- [To do]
**1)** In the comments on Bluetooth and phone file sharing, what does Avahi run on?
**2)** From the comments on Bluetooth and phone file sharing, write out the part that opens with the words containing "Avahi runs on" and closes with "OSX users etc.".
**3)** Extend the comments on Bluetooth and phone file sharing, picking up after their last sentence.

Bluetooth, is a very important technology, but it's used for cell phones and smart devices for send/receive small documents and archives, i think bluetooth is less important of IEEE 802.11 Technology because wire-less is used in LAN's for conect notebooks and other devices in enterprises, and this technology can be used further distance than bluetooth and wire-less is more faster than Bluetooth too.
Avahi runs on the server (The phone in this case) to announce the service ala bonjour. It wouldn't really be needed as Samba can use WINS but it would make it easier for OSX users etc.
When I said software I mean on the client machine (ie the computer), however I fail to see why Nokia couldn't provide a Samba client as well so you could browse your computer's file shares.
I really don't see the point in alot of this software provided by manufacturers, why bother when you could use simple, well supported standards and then just use the support built into the OS that the user is clearly familiar with.

- [Excerpted data]
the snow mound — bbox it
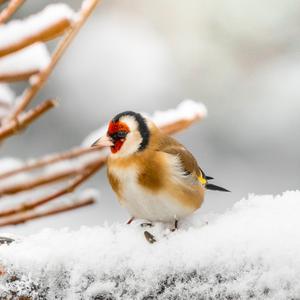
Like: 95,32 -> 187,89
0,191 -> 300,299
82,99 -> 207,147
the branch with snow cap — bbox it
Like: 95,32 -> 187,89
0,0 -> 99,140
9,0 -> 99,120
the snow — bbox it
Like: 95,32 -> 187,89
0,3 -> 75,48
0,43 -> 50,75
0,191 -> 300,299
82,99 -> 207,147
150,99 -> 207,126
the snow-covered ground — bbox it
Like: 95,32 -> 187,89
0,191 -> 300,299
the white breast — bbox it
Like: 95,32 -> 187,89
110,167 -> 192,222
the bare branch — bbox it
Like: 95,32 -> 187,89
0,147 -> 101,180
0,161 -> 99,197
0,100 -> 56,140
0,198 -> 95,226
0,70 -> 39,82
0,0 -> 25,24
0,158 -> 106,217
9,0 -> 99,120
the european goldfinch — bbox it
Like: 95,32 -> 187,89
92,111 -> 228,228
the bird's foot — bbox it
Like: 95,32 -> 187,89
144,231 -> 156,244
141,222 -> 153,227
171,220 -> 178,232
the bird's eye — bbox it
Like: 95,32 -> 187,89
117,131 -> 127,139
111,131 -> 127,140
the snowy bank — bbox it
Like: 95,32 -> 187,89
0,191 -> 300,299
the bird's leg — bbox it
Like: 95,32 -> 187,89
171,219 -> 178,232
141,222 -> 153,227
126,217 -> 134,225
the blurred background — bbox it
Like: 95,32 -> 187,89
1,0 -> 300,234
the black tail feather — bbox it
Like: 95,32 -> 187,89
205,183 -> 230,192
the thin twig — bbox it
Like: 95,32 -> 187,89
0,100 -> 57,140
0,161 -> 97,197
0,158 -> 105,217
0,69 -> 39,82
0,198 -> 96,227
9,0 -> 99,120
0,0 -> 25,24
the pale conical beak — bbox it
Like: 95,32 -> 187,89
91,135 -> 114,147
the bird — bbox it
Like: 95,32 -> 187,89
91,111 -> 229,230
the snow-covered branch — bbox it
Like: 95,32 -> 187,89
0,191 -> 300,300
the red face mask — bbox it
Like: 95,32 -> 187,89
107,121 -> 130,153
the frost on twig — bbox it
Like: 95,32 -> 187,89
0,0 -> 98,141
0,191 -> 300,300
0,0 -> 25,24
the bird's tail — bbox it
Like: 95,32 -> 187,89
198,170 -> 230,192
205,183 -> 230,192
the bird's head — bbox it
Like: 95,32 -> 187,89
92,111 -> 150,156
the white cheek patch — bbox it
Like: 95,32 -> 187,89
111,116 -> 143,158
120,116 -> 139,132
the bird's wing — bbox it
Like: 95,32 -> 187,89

==

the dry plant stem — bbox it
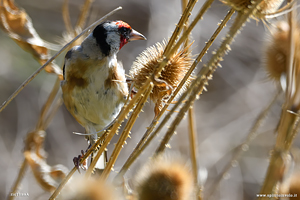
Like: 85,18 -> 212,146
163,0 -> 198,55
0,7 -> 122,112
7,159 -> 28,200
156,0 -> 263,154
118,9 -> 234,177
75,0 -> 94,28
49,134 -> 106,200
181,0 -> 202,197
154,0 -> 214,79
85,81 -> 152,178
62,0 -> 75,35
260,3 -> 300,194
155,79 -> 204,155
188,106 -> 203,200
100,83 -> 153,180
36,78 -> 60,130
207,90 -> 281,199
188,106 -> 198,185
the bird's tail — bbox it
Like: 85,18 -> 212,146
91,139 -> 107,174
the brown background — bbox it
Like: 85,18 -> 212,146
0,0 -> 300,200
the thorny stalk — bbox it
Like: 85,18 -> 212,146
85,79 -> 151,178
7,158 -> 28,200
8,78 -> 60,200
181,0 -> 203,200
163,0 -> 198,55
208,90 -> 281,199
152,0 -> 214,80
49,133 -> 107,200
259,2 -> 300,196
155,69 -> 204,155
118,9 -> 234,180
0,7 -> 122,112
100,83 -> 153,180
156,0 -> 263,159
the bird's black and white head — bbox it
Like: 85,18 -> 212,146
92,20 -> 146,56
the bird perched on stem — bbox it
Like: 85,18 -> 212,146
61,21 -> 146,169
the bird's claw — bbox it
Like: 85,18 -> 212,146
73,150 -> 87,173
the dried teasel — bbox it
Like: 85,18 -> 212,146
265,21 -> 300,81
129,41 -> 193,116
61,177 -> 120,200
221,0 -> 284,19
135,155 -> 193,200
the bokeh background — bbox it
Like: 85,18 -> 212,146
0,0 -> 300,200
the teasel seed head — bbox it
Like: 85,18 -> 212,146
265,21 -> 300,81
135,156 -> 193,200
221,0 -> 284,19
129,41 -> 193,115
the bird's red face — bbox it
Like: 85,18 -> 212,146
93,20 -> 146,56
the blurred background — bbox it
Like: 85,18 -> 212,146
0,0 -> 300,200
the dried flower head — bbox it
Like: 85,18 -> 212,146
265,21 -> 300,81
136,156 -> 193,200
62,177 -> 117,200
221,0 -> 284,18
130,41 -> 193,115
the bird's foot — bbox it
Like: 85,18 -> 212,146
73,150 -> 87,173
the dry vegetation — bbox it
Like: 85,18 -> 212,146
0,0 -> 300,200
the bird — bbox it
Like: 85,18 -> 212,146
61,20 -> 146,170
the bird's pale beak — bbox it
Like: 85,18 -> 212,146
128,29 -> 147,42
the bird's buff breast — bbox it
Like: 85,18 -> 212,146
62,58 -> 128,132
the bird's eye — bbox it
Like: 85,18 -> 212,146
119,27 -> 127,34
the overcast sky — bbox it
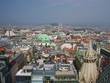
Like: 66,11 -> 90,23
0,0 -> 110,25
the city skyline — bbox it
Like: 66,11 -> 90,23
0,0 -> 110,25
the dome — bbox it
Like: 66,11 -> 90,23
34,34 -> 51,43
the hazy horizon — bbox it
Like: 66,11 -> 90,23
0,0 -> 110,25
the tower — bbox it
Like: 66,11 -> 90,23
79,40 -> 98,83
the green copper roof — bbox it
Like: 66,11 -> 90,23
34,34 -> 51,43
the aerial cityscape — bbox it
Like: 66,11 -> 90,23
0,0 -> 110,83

==

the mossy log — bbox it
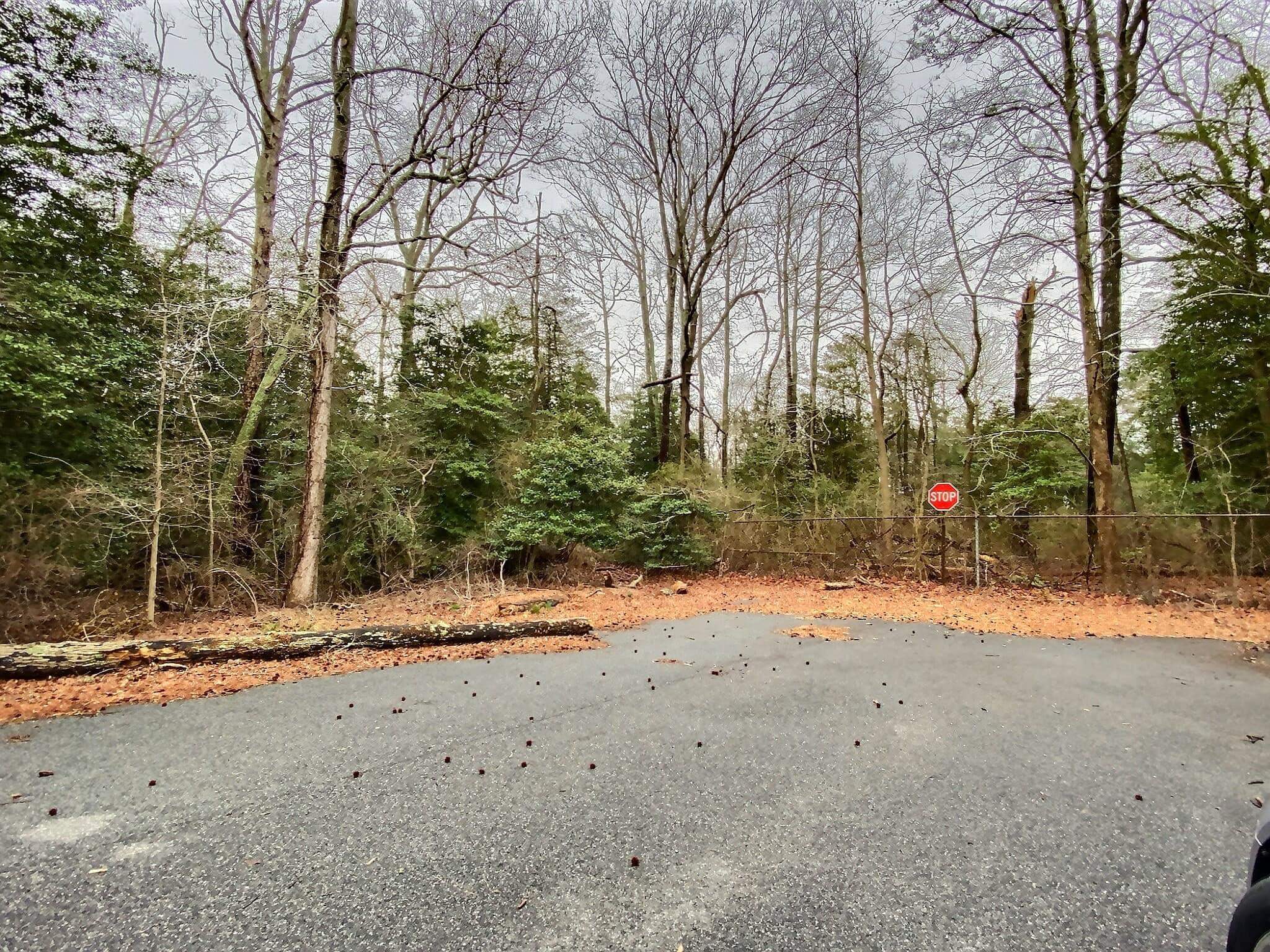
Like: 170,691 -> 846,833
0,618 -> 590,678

- [Responses]
**1)** It runs on the server, which is the phone in this case.

**2)**
Avahi runs on the server (The phone in this case) to announce the service ala bonjour. It wouldn't really be needed as Samba can use WINS but it would make it easier for OSX users etc.

**3)**
Try a decent solution
Never had any problem on Apple machines since the 12" Powerbook 867.
Had bluetooth mice, keyboards, headsets, headphones, printers all work like a charm.
Using iSync I have synced many mobile phones over bluetooth, used bluetooth to control itunes as a remote control.
Most phones have bluetooth for the headsets, which you have to wear if driving and using a mobile.
IMHO its a great, if underused technology that only a few companies like Sony Ericsson, Nokia and Apple have fully utilized.